(Voci elencate in un set di dati)
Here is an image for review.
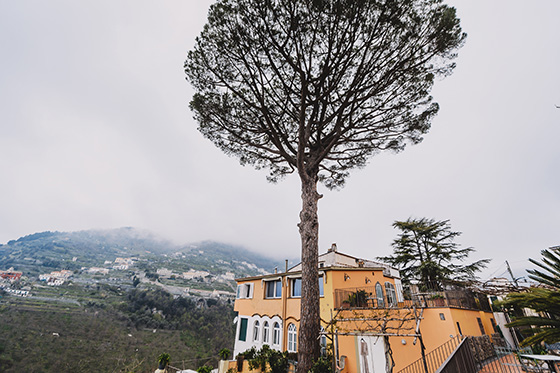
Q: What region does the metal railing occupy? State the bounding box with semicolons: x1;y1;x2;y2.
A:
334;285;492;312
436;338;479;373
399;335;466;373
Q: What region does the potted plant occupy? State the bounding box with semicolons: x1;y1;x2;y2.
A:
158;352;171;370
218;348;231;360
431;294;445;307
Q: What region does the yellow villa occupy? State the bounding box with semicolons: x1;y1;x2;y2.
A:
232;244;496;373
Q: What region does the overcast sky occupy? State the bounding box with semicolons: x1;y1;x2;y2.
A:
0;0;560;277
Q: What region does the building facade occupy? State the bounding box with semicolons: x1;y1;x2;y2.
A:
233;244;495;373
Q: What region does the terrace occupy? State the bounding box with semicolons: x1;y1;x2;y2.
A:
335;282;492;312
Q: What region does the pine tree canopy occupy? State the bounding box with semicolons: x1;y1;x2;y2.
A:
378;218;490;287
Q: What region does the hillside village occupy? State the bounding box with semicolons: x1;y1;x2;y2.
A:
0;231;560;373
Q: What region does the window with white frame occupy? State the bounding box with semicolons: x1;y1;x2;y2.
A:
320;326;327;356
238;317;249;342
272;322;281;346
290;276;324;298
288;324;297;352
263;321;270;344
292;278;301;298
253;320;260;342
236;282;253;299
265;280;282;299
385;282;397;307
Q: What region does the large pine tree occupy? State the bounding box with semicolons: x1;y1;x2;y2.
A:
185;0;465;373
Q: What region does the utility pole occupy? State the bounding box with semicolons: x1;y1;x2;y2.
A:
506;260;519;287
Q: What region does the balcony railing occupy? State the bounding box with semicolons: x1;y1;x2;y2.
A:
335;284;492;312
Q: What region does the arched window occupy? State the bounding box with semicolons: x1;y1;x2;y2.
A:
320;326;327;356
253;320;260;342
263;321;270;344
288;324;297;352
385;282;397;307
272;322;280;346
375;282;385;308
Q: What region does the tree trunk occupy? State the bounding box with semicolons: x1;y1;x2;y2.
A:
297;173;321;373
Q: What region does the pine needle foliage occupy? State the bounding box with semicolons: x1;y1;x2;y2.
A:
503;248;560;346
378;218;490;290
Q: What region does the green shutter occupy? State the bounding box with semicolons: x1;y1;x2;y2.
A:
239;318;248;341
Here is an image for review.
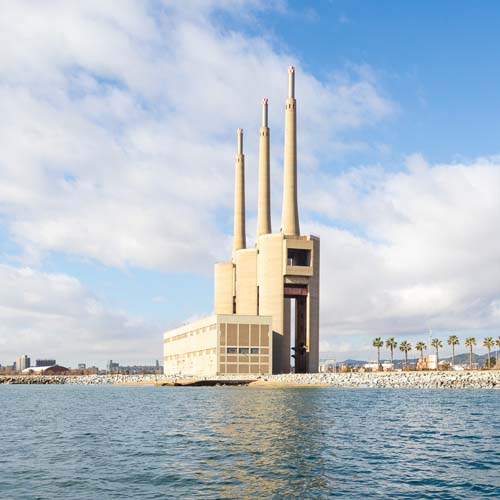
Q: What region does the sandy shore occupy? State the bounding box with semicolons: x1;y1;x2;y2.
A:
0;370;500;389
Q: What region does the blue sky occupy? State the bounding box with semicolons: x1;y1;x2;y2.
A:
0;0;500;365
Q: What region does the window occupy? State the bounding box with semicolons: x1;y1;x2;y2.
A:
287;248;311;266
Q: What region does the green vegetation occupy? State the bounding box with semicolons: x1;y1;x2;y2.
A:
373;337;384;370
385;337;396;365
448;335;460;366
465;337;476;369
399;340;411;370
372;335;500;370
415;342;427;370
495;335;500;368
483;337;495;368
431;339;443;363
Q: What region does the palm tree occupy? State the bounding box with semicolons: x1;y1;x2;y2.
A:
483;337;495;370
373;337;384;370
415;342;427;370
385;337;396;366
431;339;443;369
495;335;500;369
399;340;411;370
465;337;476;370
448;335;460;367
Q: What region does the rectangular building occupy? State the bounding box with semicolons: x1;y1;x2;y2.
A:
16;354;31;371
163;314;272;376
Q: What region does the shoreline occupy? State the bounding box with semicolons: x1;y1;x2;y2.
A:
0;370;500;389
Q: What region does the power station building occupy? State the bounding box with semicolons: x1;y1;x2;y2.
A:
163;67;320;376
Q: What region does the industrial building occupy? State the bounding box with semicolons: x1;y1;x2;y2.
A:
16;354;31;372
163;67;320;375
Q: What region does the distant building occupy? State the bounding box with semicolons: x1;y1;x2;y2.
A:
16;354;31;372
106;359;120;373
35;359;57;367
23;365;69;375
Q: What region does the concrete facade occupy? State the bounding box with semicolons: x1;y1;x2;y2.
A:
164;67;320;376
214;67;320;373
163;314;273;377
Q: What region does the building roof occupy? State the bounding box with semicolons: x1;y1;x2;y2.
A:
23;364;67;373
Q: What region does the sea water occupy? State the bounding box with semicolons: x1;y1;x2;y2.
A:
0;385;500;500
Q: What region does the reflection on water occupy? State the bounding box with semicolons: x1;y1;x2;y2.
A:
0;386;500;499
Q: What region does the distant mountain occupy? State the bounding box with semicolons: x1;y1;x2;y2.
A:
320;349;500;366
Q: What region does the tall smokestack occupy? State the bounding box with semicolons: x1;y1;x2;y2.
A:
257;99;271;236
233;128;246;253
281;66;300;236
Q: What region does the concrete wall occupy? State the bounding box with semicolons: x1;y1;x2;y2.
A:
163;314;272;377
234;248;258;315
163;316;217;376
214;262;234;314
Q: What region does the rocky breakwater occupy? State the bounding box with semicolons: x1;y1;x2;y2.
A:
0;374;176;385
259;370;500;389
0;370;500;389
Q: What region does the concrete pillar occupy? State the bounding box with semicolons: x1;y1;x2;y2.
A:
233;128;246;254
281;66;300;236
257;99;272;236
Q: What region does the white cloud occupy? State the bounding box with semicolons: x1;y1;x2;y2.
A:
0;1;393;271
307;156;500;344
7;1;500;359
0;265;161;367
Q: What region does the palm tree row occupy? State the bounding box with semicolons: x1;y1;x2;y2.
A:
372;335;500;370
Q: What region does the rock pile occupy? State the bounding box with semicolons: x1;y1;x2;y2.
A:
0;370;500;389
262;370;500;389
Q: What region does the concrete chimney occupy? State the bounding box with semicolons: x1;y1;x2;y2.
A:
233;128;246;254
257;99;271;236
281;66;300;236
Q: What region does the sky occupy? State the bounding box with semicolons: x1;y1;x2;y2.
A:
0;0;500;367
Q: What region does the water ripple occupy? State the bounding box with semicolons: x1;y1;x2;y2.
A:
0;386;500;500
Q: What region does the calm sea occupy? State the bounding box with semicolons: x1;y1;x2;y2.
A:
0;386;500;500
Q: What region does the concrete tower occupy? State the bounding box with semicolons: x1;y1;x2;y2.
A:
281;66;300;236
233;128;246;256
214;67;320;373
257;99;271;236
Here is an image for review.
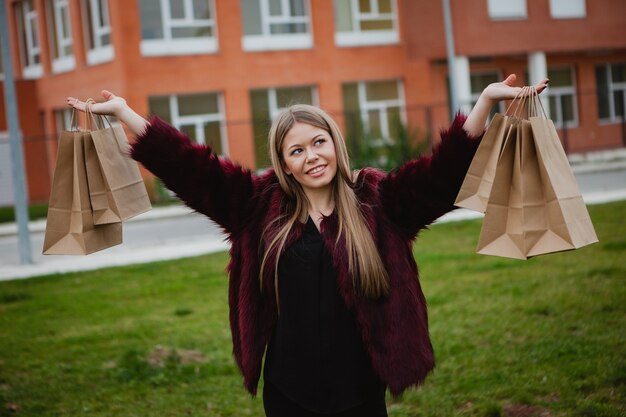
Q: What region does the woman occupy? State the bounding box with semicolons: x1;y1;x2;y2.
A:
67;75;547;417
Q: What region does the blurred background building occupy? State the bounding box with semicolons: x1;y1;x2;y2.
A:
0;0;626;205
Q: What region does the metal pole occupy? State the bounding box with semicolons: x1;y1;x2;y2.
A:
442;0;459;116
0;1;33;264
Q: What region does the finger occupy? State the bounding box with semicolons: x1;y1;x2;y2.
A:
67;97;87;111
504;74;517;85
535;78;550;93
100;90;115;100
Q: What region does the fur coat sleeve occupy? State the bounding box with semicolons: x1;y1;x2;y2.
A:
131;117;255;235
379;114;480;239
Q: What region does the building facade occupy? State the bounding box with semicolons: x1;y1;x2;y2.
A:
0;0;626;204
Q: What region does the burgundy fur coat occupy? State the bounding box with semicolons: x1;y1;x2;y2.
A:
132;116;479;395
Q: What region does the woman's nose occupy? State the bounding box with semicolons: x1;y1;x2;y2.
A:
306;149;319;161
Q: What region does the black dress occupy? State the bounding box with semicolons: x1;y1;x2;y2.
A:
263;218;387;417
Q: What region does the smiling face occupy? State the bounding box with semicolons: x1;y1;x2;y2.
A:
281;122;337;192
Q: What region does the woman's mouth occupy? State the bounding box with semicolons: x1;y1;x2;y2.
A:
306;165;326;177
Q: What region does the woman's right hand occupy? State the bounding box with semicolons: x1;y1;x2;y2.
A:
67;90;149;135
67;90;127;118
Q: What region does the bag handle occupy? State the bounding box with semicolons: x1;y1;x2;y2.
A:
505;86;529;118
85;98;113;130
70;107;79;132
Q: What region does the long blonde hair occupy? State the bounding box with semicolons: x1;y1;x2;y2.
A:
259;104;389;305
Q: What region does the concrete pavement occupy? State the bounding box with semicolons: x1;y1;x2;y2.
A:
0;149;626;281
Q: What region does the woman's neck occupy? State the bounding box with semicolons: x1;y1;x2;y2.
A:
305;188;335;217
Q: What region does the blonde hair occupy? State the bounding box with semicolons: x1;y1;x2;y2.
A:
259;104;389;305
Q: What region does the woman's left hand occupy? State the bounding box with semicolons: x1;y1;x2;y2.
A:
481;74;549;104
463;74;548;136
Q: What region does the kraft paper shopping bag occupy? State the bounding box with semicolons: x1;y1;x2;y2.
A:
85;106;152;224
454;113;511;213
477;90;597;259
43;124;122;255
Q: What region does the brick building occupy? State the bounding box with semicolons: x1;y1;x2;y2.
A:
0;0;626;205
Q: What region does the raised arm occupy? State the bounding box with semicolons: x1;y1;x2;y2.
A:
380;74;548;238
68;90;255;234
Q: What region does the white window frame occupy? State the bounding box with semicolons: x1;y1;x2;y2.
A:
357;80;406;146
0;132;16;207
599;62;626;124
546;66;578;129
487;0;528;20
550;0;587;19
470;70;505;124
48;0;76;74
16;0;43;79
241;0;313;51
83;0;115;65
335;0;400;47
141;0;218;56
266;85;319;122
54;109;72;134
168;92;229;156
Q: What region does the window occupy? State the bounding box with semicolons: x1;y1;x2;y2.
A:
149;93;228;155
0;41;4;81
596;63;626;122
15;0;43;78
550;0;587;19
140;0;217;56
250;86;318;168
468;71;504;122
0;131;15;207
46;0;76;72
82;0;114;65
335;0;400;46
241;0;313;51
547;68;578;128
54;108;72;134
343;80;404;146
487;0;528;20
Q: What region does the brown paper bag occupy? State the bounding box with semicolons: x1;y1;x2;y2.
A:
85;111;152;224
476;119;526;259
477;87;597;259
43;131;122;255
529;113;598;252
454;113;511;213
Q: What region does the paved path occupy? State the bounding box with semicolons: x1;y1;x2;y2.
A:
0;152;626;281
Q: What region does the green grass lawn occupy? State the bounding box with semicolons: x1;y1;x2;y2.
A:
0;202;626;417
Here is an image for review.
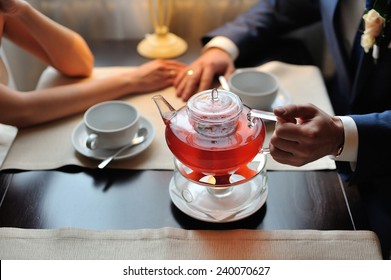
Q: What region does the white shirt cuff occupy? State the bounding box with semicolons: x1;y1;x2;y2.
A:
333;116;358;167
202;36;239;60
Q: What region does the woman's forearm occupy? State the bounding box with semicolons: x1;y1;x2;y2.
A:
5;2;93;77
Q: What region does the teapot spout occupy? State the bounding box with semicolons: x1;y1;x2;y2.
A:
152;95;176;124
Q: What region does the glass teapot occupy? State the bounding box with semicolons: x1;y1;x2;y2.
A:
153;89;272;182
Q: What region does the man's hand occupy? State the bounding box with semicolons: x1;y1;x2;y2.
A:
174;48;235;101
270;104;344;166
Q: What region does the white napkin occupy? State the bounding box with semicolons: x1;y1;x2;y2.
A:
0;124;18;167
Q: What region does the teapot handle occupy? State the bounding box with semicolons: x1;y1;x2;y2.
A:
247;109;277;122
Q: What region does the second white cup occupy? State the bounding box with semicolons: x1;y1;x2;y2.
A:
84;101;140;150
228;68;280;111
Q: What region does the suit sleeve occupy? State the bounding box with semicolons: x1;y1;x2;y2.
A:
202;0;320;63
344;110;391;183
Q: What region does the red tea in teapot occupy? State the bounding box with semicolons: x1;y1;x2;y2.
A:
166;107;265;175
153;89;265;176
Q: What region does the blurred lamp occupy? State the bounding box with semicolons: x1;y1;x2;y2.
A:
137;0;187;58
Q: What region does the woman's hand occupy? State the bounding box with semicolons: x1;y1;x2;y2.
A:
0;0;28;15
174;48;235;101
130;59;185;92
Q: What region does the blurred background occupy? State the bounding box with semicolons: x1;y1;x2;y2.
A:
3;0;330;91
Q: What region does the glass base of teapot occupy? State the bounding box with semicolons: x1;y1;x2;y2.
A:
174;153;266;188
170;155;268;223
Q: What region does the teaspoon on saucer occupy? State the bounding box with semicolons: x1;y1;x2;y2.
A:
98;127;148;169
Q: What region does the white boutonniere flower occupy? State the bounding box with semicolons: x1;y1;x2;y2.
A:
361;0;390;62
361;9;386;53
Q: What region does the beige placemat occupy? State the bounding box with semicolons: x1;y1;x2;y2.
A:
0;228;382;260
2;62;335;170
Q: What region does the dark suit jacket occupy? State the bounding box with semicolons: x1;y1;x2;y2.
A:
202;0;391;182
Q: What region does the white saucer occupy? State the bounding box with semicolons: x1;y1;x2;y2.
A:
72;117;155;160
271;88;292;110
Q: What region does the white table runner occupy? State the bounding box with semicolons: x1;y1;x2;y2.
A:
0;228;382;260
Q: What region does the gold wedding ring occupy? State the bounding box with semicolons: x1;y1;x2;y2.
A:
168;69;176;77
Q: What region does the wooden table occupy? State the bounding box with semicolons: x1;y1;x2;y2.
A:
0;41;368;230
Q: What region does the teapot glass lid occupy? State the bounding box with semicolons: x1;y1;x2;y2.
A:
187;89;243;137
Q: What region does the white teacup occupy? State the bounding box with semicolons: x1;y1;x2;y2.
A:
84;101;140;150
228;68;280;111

Consegna: Ricopia senza alcuna modifica le righe delle voci che vanno da quella contenente "Q: What region does the teapot glass" fino alla fine delle voci, estremi inclusi.

Soluzione:
Q: What region does the teapot glass lid occupy? State the bounding box with semicolons: x1;y1;x2;y2.
A:
187;89;243;137
Q: What region does the white teacup occupy? State the bounding box with semicolons: x1;y1;x2;y2.
A:
84;101;140;150
228;68;280;111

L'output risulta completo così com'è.